* **Stated exercise**
Pull every line of the material below into your answer verbatim, leaving out the pictures.

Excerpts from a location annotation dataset
>> begin
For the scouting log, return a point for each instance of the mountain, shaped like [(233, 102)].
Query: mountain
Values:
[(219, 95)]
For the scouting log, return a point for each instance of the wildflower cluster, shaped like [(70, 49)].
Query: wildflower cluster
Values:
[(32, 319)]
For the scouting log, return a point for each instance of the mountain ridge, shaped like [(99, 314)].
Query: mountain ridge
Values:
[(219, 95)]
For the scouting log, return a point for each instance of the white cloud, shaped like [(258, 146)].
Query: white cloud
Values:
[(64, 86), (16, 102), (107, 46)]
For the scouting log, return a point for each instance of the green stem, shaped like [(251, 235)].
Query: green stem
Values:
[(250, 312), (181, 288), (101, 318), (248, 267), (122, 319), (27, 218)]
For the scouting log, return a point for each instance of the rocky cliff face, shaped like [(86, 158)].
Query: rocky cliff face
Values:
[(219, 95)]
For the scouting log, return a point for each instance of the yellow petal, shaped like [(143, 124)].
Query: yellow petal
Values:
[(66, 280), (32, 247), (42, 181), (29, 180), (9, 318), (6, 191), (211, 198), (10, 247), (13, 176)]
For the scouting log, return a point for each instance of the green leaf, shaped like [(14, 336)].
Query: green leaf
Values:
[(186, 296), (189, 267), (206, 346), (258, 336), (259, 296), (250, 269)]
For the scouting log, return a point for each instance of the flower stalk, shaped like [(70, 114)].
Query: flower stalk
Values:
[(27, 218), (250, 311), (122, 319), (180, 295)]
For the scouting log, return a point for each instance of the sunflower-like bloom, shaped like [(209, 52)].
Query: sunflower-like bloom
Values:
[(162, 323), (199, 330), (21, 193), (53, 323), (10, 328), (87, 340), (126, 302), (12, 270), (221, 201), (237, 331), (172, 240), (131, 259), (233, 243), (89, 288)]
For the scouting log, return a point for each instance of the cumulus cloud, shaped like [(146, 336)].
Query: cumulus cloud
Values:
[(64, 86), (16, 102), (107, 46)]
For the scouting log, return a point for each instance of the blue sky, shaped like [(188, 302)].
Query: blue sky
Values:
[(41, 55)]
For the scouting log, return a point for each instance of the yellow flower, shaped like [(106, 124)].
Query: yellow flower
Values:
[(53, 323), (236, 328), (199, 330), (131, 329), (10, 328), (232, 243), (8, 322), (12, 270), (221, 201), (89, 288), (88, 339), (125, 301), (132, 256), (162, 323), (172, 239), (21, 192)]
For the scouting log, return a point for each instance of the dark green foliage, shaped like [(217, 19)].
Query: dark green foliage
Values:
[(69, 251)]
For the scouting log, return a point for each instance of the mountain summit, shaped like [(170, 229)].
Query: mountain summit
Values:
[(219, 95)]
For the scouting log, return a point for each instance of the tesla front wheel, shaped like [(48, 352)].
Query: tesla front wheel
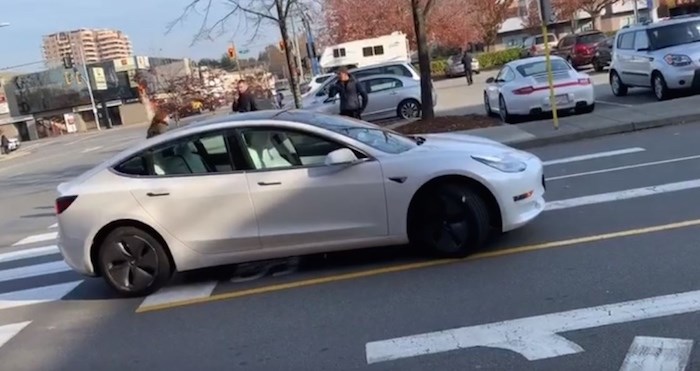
>> end
* **Worked solution**
For the scouting log, return a point for each instance of the mountain, shaped like [(233, 102)].
Query: mountain
Values:
[(219, 95)]
For the scouting log, return a point for each instance of the wildflower cluster, shaped like [(70, 49)].
Query: wildflower cluster
Values:
[(32, 319)]
For the scouting log, return a point for each instance of the mountain ridge, shaped like [(99, 314)].
Query: mountain ridge
Values:
[(219, 95)]
For the scouting log, return a point for each instance of the white cloud, shaped like [(258, 146)].
Query: white cloud
Values:
[(64, 86), (16, 102), (107, 46)]
For the scouting log, return a point for each instance of the green stem, shaped like [(251, 235)].
Query: green stem
Values:
[(250, 312), (181, 288), (101, 318), (248, 267), (122, 319), (27, 218)]
For the scouting log, return a point for each instance of the rocky cliff face, shaped like [(86, 158)].
Query: rocky cliff face
Values:
[(219, 95)]
For the scouting log, return a point for each instance of the yellow petal, shaped like [(143, 124)].
Query: yellow petal
Values:
[(66, 280), (32, 247), (42, 181), (29, 180), (9, 318), (6, 191), (211, 198), (10, 247), (13, 176)]
For the scouting log, return a point for each instance of the green leaf, shaped like [(14, 336)].
Query: green leaf
Values:
[(186, 296), (189, 267), (206, 346), (258, 336), (259, 296), (250, 269)]
For the scouting log, return a point for each instance of the flower stalk, shaped like [(70, 114)].
Query: flower stalk
Values:
[(27, 218), (250, 311), (122, 319), (180, 295)]
For the scouting log, return a point for each instance of the sunflower-like bloom, shaped like [(209, 52)].
Query: sunflower-like bloom
Values:
[(162, 323), (199, 330), (21, 193), (53, 323), (10, 328), (87, 340), (126, 302), (12, 270), (221, 201), (237, 331), (172, 240), (131, 259), (233, 243), (89, 288)]
For the scouting log, return a point for each instance of the cumulus cloud, shaped like [(146, 336)].
Query: cumulus cloud
Values:
[(64, 86), (16, 102), (107, 46)]
For the scouting log, return a point for each instance of the blue sky, shaped like [(188, 302)].
Query: blue sky
Values:
[(41, 55)]
For the scouting log, return a point for each instance of the yellow flower, shaped like [(106, 124)].
Query: yellow flower
Values:
[(53, 323), (236, 328), (199, 330), (131, 329), (10, 328), (232, 243), (8, 322), (12, 270), (221, 201), (89, 288), (88, 339), (125, 301), (132, 256), (162, 323), (172, 239), (21, 192)]
For the scouting log, return a point for each instance of the dark green foliage, shaped like [(217, 19)].
Query: dark green foliage
Values:
[(69, 251)]
For the scouting log, return a point for each instance of the mountain summit, shaped like [(170, 229)].
Query: mountain summit
Values:
[(219, 95)]
For the scouting log, return a point for each instance of the tesla front wheel, shaped like [(48, 352)].
Query: tesla front wheel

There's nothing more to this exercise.